▸ **Collected data**:
■ ■ ■ ■ ■ ■ ■
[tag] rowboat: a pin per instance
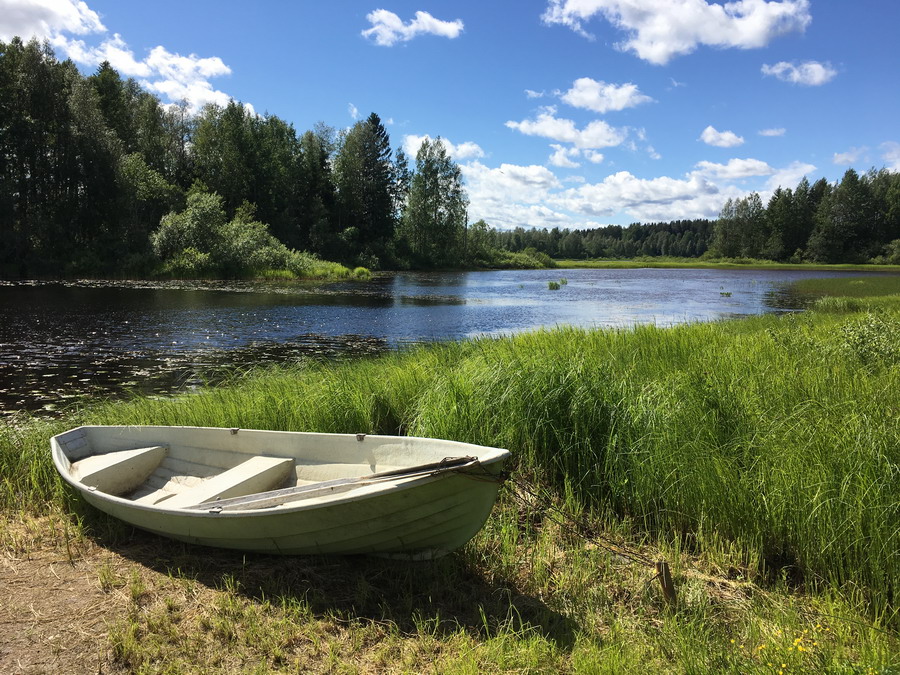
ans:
(286, 492)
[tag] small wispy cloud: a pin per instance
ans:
(809, 73)
(463, 151)
(721, 139)
(388, 29)
(659, 30)
(852, 155)
(603, 97)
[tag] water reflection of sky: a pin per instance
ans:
(64, 340)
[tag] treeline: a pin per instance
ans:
(679, 238)
(855, 220)
(90, 166)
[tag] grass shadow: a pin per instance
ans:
(448, 594)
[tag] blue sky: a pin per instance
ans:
(568, 113)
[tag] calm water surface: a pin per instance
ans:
(60, 342)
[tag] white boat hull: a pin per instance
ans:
(421, 514)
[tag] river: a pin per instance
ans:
(62, 342)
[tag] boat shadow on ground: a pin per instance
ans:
(449, 594)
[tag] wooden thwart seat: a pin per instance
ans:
(257, 474)
(116, 473)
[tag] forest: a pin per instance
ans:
(98, 177)
(856, 220)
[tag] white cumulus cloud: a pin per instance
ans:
(597, 134)
(463, 151)
(602, 97)
(564, 157)
(46, 19)
(172, 76)
(721, 139)
(735, 169)
(661, 198)
(658, 30)
(849, 157)
(809, 73)
(388, 29)
(788, 177)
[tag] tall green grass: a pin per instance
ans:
(775, 437)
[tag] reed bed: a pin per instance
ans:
(778, 435)
(771, 444)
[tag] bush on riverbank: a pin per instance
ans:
(199, 242)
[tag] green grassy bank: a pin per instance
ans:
(761, 456)
(724, 263)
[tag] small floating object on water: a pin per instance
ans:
(286, 492)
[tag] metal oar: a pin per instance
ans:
(261, 500)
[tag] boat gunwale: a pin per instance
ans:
(372, 490)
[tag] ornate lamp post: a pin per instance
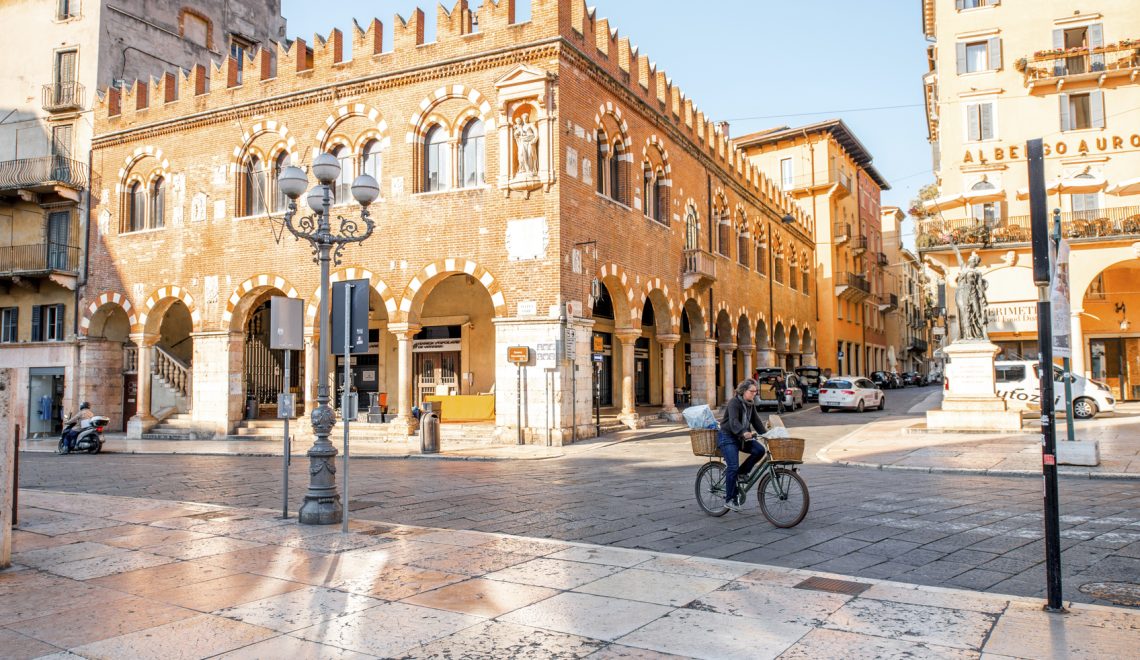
■ ■ ■ ■ ■ ■ ■
▸ **WHAT IS BEING ASKED**:
Turn the lines above into a JSON list of strings, one string per line, leaving out blank lines and the pictures.

▸ **FINAL RESULT**:
[
  "[tag] rowboat: a pin per instance",
  "ans:",
  "(286, 492)",
  "[tag] small wispy cloud: a pin per instance",
  "ans:",
  "(809, 73)",
  "(463, 151)",
  "(721, 139)",
  "(388, 29)",
  "(659, 30)",
  "(852, 155)",
  "(603, 97)",
  "[tag] water reflection of sky: a pin per instance",
  "ans:",
  "(64, 340)",
  "[tag] treeline: a pin per instance",
  "ans:",
  "(679, 238)",
  "(855, 220)",
  "(90, 166)",
  "[tag] grass shadow: a pin per instance",
  "ans:",
  "(448, 594)",
  "[tag] blue sky: a pin per instance",
  "ans:",
  "(568, 113)",
  "[tag] calm water surface: a pin per instance",
  "ans:",
  "(60, 342)",
  "[tag] white boat hull: a pin per instance",
  "ans:",
  "(421, 514)",
  "[tag] river: a pin per instance",
  "ans:",
  "(62, 342)",
  "[tag] boat shadow on ground: a pin per instance",
  "ans:",
  "(449, 594)",
  "[tag] wooden thwart seat: a pin per instance",
  "ans:",
  "(257, 474)",
  "(116, 473)",
  "[tag] forest: a pin per instance",
  "ans:",
  "(98, 177)",
  "(856, 220)",
  "[tag] white cumulus cloud: a pin per instance",
  "ans:",
  "(597, 134)",
  "(463, 151)",
  "(602, 97)",
  "(564, 157)",
  "(46, 19)",
  "(172, 76)",
  "(721, 139)",
  "(735, 169)",
  "(661, 198)",
  "(658, 30)",
  "(849, 157)",
  "(809, 73)",
  "(388, 29)",
  "(788, 177)",
  "[tag] tall green grass: a pin per instance",
  "ans:",
  "(775, 437)",
  "[tag] reed bed: a pin per instance",
  "ans:",
  "(778, 435)",
  "(771, 444)",
  "[tag] bush on riverbank: a pin per instance",
  "ans:",
  "(199, 242)",
  "[tag] green grassy bank: a pin per instance",
  "ans:",
  "(761, 456)",
  "(724, 263)",
  "[tag] small floating object on water: a pin per instance",
  "ans:",
  "(286, 492)",
  "[tag] metal oar: a pin per instance",
  "ans:",
  "(261, 500)",
  "[tag] boat gunwale: a pin per instance",
  "ans:",
  "(372, 490)",
  "[tag] ornate lamp post: a pin per instance"
]